Aim -
Copy out the lines from the one containing "Task: please point out the turtle skin" through the one containing "point(138, 193)", both included, reproducing them precisely.

......

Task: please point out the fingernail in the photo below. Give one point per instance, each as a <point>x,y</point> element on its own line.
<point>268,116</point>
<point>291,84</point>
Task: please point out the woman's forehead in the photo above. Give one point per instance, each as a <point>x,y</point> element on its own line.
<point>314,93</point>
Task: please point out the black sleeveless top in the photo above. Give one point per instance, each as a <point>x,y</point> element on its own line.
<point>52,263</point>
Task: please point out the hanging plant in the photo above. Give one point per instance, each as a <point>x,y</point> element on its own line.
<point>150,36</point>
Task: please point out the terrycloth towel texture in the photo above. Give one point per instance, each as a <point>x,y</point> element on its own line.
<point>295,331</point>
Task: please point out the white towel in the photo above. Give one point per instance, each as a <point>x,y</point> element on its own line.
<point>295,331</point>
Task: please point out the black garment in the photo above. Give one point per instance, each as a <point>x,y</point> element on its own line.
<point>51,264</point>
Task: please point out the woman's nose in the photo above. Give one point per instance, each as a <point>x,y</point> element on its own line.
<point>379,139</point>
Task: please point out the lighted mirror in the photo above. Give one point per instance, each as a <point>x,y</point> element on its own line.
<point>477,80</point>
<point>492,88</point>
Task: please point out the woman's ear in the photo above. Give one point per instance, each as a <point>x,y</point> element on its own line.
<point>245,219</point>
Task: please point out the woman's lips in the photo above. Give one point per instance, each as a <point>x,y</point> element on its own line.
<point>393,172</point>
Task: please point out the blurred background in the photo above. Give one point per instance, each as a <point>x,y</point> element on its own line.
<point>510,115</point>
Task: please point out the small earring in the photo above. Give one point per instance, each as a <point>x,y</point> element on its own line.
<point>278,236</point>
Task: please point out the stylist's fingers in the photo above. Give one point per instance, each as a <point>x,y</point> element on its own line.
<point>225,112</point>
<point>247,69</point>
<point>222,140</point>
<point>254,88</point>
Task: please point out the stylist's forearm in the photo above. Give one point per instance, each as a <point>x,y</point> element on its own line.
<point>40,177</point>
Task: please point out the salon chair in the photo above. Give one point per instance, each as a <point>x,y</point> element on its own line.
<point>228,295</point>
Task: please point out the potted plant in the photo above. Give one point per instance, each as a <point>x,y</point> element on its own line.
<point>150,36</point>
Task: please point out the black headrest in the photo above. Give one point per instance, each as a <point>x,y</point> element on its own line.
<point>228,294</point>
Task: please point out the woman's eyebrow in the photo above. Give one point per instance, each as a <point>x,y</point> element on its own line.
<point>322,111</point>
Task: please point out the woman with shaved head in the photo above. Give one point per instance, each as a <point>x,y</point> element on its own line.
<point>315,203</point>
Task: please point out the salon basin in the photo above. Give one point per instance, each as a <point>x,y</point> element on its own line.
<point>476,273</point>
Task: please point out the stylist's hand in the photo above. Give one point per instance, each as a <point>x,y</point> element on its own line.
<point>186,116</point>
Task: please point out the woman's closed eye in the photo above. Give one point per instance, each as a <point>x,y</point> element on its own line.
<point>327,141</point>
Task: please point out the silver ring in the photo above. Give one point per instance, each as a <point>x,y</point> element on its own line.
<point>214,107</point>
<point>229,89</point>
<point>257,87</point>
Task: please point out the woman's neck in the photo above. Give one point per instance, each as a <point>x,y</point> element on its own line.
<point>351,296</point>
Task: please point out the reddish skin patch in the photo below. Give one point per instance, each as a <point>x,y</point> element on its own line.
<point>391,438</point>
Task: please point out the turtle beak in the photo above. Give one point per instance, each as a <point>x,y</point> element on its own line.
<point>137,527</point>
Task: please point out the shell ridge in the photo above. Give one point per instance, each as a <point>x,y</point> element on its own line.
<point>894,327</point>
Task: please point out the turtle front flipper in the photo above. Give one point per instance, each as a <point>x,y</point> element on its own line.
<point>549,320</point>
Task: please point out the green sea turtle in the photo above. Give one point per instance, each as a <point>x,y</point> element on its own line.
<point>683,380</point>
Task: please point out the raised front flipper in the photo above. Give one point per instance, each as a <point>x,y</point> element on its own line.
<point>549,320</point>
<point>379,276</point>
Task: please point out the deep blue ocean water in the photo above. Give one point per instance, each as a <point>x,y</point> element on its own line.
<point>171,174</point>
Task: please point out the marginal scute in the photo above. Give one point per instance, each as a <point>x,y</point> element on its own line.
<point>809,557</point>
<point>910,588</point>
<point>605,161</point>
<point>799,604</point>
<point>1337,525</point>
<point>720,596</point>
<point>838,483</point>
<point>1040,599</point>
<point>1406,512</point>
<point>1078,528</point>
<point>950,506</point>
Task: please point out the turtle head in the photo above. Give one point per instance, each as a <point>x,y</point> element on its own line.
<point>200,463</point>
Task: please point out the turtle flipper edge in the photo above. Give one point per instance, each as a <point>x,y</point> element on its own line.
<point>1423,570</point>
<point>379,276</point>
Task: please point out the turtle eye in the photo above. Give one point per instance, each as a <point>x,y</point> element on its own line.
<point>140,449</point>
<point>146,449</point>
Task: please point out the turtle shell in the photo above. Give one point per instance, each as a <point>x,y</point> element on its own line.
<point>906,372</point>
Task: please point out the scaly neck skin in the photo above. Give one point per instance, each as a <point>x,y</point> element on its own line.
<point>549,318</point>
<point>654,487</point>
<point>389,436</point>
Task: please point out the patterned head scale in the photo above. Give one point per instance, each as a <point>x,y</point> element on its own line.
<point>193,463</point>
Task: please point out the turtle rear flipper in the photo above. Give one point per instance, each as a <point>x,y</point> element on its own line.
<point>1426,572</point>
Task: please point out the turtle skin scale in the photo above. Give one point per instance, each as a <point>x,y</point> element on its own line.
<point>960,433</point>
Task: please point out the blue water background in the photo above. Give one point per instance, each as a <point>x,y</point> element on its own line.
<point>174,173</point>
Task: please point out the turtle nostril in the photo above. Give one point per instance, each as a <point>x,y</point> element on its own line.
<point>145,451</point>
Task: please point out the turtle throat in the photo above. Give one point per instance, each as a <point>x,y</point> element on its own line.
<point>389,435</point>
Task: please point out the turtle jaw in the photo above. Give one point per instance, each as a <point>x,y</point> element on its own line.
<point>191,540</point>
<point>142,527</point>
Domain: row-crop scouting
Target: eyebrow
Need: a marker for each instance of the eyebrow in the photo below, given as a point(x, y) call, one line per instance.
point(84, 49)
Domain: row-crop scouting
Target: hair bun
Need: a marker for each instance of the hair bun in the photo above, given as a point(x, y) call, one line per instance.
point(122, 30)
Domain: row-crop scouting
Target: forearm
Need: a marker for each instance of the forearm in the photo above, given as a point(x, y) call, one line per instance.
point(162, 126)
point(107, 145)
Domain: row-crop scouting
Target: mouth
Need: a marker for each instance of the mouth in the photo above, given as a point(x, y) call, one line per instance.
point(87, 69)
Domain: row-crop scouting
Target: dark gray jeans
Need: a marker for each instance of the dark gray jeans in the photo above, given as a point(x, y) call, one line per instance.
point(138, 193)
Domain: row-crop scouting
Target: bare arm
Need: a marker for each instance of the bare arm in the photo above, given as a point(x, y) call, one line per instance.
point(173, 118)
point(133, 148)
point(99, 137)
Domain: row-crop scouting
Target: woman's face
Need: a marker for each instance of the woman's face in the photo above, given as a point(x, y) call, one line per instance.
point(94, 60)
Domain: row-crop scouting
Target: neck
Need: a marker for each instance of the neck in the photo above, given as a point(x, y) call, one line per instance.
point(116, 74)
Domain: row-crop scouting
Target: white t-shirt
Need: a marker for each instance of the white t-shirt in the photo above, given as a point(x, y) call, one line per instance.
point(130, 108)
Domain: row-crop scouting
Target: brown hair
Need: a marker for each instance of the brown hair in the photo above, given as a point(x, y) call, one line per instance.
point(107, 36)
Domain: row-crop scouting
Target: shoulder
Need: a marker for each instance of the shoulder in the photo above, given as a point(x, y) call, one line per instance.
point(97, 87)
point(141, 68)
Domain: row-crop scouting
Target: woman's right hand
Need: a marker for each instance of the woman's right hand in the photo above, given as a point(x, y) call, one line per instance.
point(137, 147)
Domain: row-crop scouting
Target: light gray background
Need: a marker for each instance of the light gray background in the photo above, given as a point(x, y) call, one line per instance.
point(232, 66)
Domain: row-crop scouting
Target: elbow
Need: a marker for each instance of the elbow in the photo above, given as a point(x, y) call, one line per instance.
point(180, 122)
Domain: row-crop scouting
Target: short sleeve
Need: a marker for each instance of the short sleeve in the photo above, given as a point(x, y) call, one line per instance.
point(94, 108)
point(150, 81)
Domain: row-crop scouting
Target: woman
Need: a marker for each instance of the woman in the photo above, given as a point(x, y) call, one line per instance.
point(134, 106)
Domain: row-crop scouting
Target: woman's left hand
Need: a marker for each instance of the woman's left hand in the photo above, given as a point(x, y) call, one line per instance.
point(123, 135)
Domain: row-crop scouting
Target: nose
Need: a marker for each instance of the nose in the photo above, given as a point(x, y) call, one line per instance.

......

Result of this task -
Task: please point out the turtle skin scale in the photo above. Give one point per instance, each as a <point>x,y</point> element on its own line.
<point>960,433</point>
Task: please point out the blue water background in the photo above. Give one point per instance, each as a <point>x,y</point> element on its own line.
<point>174,173</point>
Task: please point out the turtle nostril in the photo above. Give one point per instance, each as a <point>x,y</point> element on its own line.
<point>145,451</point>
Task: please point out the turtle throat in the photo above. Give one point per instance, each as a <point>x,y</point> element on its own line.
<point>389,435</point>
Task: please point out the turtle jaw in the photo above. Give one point per instance, each as a <point>x,y</point> element on its own line.
<point>191,540</point>
<point>142,527</point>
Domain: row-crop scouting
Target: eyebrow
Need: a marker for each instance of the eyebrow in the photo below, given as a point(x, y) call, one line per instance.
point(84, 49)
Domain: row-crop scouting
Target: hair bun
Need: a marker for each instance of the hair bun in the photo above, given as a point(x, y) call, one line per instance.
point(122, 30)
Domain: row-crop scouting
Target: forearm
Need: a marker for each instance of the forearm in the photo above, given as a point(x, y) call, one line per instance.
point(162, 126)
point(107, 145)
Domain: row-crop scouting
Target: mouth
Need: a marker for each instance of the mouth in the photo above, given as a point(x, y) call, one line per instance.
point(87, 69)
Domain: row-crop scouting
Target: dark gray jeans
Need: a marker for each instance of the dark gray jeans in the photo above, given as a point(x, y) call, one line per instance.
point(138, 193)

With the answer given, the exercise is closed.